> **Work order**
Your job is to restate each entry word for word.
□ □ □ □ □
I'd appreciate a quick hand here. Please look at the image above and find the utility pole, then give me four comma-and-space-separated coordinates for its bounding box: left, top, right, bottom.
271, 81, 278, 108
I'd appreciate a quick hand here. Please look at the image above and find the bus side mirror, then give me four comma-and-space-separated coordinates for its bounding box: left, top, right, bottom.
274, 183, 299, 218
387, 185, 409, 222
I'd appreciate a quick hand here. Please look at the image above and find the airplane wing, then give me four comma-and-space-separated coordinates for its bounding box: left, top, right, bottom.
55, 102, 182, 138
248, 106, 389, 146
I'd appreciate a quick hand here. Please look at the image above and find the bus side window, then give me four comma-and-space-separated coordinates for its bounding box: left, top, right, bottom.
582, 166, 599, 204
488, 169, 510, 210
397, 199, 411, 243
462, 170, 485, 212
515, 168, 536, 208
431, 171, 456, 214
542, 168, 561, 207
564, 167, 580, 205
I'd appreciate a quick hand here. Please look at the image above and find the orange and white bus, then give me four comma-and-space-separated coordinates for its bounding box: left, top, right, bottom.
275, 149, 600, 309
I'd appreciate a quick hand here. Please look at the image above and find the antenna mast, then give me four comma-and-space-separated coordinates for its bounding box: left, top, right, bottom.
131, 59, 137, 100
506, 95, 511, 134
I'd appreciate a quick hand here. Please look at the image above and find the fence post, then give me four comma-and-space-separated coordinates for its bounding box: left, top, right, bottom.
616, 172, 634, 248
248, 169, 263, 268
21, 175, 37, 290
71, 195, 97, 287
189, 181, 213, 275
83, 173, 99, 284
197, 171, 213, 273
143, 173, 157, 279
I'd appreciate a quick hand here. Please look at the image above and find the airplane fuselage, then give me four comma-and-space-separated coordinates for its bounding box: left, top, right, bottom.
□ □ □ □ □
> **Response**
I'd appreciate a quick hand here. Please look at the image above and find the utility pole, then give me four comma-and-space-separated coordinates for its bounding box: left, top, right, bottom.
271, 81, 278, 108
I'd appreciate a quick hand here. Please look at the image above and find the bus side mirror, then give me four comma-and-space-separated coordinates for its bounding box: left, top, right, bottom.
274, 183, 299, 218
387, 185, 409, 222
I'd appreciate a quick hand here. Please look at the image above and find the airplane wing, then give me four comma-and-space-separated coordinates for its bounding box: left, top, right, bottom.
55, 102, 182, 138
248, 106, 389, 146
I'd appreciate a quick hand here. Please look at the image above and find the bus side window, then give me four comma-and-space-separated coordinates for its bounding box: left, top, right, bottom.
582, 166, 599, 204
488, 169, 510, 210
397, 199, 411, 243
462, 170, 485, 212
515, 168, 536, 208
431, 171, 456, 214
542, 168, 561, 207
564, 167, 580, 205
I'd appreciate a quick hand here. Please look at the image above and find the orange and white bus, then give me four comma-and-space-separated coordinates for its bounding box: left, top, right, bottom.
275, 149, 600, 309
I'd appreciate a quick hand here. Please look at the image above and find the antenna mast, then give me four comma-and-space-separated coordinates for its bounding box: left, top, right, bottom.
131, 59, 137, 100
506, 95, 511, 134
I'd appreciate a quick hand here. Please look at the image above and find the fence post, then give me four comma-and-space-separated coordinates for its bounding box: left, top, right, bottom.
616, 172, 634, 248
248, 169, 263, 268
21, 175, 37, 290
71, 195, 97, 287
189, 181, 213, 275
83, 173, 99, 284
197, 171, 213, 273
143, 173, 157, 279
I'd appreciate a quick hand here. Please look at the image above and find the airplane fuselage, then give me four comma-and-space-separated coordinates for its bounding box: left, top, right, bottom.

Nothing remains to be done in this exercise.